:: Direction ::
Please replace each "I'd like to know" in the records below with "I want to know", keep every other part of the lines unchanged, and write them out again. Leave the pictures out of your answer.

Data records

——————

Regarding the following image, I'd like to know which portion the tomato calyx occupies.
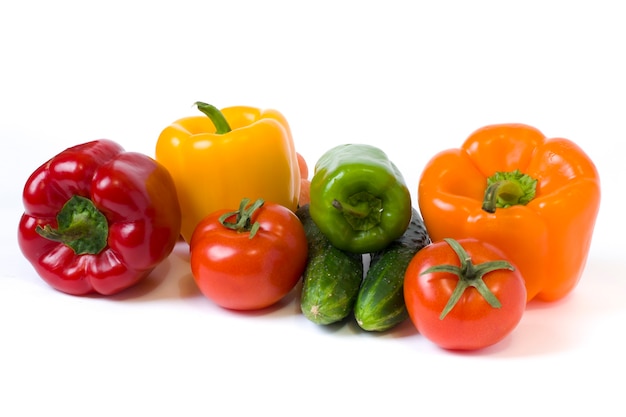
[422,238,515,320]
[219,198,265,239]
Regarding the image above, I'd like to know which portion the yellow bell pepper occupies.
[155,102,300,242]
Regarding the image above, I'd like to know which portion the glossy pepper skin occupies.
[18,140,181,295]
[156,103,300,242]
[418,124,600,301]
[309,144,412,253]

——————

:: Task answer ::
Regarding the following image, I want to know which portion the tomato calyx occupies.
[422,238,515,320]
[219,198,265,239]
Regarding the image above, I want to know which portion the yellow bell pepper occupies.
[155,102,300,242]
Regarding the image above, I want to know which portion the glossy pepper skin occupies.
[18,140,181,295]
[156,103,300,242]
[418,124,600,301]
[309,144,412,253]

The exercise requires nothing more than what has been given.